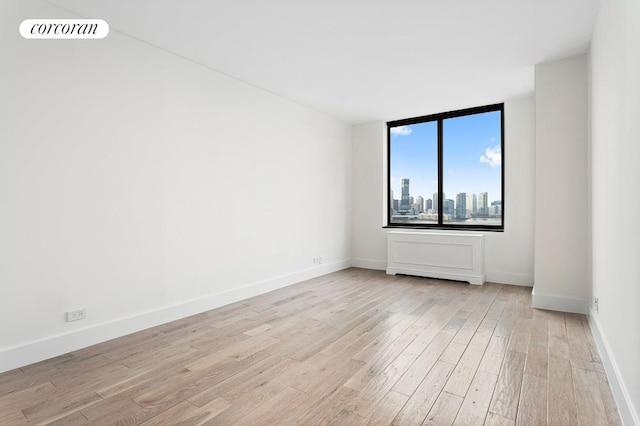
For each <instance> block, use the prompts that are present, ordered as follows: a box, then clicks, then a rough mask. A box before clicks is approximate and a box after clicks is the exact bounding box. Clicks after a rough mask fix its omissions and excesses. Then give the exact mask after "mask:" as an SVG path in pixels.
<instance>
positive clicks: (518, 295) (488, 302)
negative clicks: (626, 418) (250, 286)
mask: <svg viewBox="0 0 640 426" xmlns="http://www.w3.org/2000/svg"><path fill="white" fill-rule="evenodd" d="M422 423H424V424H434V425H445V424H461V425H481V424H488V425H513V424H518V425H537V424H556V425H572V424H581V425H606V424H614V425H617V424H620V419H619V417H618V414H617V410H616V408H615V404H614V402H613V398H612V395H611V392H610V389H609V385H608V383H607V379H606V376H605V374H604V370H603V367H602V364H601V361H600V359H599V357H598V355H597V352H596V349H595V346H594V342H593V340H592V337H591V332H590V330H589V325H588V323H587V320H586V318H585V317H584V316H582V315H576V314H564V313H559V312H550V311H541V310H537V309H532V308H531V289H530V288H526V287H516V286H507V285H500V284H490V283H487V284H485V285H484V286H469V285H466V284H463V283H455V282H448V281H439V280H432V279H424V278H415V277H402V276H396V277H391V276H387V275H385V274H384V273H383V272H379V271H367V270H362V269H349V270H346V271H342V272H337V273H334V274H330V275H326V276H323V277H320V278H316V279H313V280H310V281H306V282H303V283H300V284H296V285H294V286H290V287H287V288H285V289H281V290H278V291H274V292H271V293H268V294H265V295H262V296H258V297H255V298H252V299H249V300H245V301H242V302H238V303H235V304H233V305H228V306H225V307H222V308H219V309H215V310H212V311H209V312H206V313H203V314H199V315H195V316H192V317H189V318H185V319H183V320H180V321H175V322H172V323H168V324H165V325H162V326H158V327H155V328H152V329H148V330H145V331H142V332H139V333H135V334H132V335H129V336H125V337H122V338H119V339H115V340H112V341H109V342H105V343H102V344H99V345H95V346H92V347H89V348H86V349H83V350H79V351H76V352H73V353H70V354H67V355H63V356H59V357H57V358H54V359H50V360H47V361H43V362H40V363H37V364H34V365H30V366H27V367H23V368H21V369H17V370H13V371H9V372H7V373H4V374H1V375H0V425H21V424H60V425H84V424H91V425H101V424H108V425H110V424H122V425H134V424H144V425H173V424H184V425H199V424H214V425H228V424H242V425H256V424H270V425H271V424H272V425H288V424H344V425H358V424H379V425H386V424H398V425H400V424H406V425H417V424H422Z"/></svg>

GOAL OF THE EXERCISE: Copy the records word for word, from their start through the line containing "negative clicks: (626, 418) (250, 286)", without the pictures.

REPLY TO THE TASK:
For each <instance> block, use the prompts that are present, ordered as follows: a box, then clicks, then a rough mask. A box before clicks is approximate and a box after clicks is the exact bounding box. Clicks after a rough mask fix its omissions and excesses. Then give the exact mask after "mask:" as an SVG path in pixels.
<instance>
positive clicks: (518, 295) (488, 302)
negative clicks: (626, 418) (250, 286)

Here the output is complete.